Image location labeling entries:
(begin)
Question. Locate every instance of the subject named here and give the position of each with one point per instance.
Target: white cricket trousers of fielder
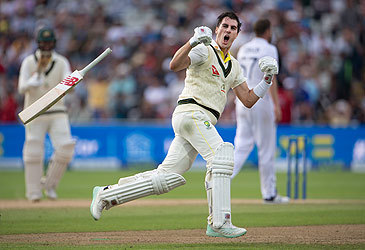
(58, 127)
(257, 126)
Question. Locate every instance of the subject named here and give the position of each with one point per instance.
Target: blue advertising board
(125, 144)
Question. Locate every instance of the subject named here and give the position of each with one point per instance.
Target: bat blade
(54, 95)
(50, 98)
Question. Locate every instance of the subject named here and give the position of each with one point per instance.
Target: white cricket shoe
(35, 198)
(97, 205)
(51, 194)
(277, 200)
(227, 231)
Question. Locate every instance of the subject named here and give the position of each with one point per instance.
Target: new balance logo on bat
(end)
(begin)
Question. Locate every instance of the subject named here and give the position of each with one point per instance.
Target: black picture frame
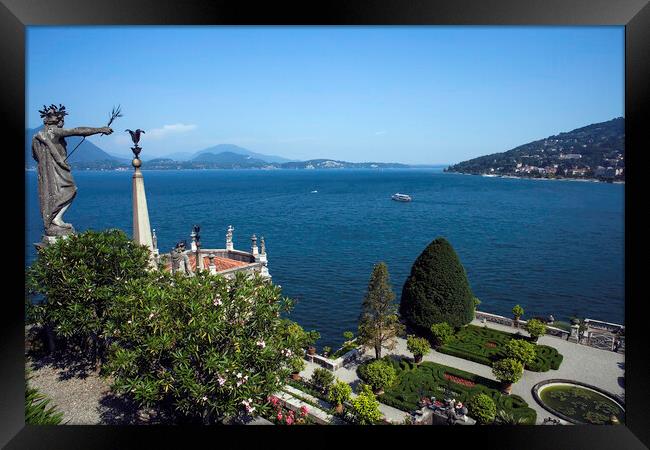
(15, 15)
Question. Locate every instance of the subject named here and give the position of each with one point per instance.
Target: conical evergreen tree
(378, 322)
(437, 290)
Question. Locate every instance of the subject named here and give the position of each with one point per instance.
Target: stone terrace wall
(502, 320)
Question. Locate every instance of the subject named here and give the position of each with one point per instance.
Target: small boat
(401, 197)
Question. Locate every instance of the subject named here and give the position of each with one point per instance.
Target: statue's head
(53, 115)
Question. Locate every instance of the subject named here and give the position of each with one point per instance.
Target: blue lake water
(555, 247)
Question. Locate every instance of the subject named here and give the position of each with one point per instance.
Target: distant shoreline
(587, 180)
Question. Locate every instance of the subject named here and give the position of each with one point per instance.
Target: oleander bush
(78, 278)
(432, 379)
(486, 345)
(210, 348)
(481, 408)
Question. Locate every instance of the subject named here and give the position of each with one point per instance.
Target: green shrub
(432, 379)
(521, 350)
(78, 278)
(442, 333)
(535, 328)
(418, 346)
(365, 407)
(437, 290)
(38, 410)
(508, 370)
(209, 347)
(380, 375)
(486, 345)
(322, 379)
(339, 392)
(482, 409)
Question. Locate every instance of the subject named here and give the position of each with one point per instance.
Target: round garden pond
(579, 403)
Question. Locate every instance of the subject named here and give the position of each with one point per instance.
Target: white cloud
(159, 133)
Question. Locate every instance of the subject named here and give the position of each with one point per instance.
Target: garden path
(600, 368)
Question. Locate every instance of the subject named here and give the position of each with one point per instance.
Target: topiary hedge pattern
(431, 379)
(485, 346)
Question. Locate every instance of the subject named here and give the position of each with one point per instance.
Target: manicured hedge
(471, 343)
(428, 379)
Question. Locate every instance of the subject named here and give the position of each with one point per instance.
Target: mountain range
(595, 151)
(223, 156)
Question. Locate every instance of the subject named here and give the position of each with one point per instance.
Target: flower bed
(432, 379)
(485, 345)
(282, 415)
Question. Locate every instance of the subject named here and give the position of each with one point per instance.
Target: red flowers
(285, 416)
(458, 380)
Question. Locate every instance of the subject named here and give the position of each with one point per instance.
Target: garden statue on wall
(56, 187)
(end)
Required work:
Extract from the records above each line that contains the word "cricket", and list those lines in their original order.

Task result:
Target: white cricket trousers of fielder
Target: white cricket shoe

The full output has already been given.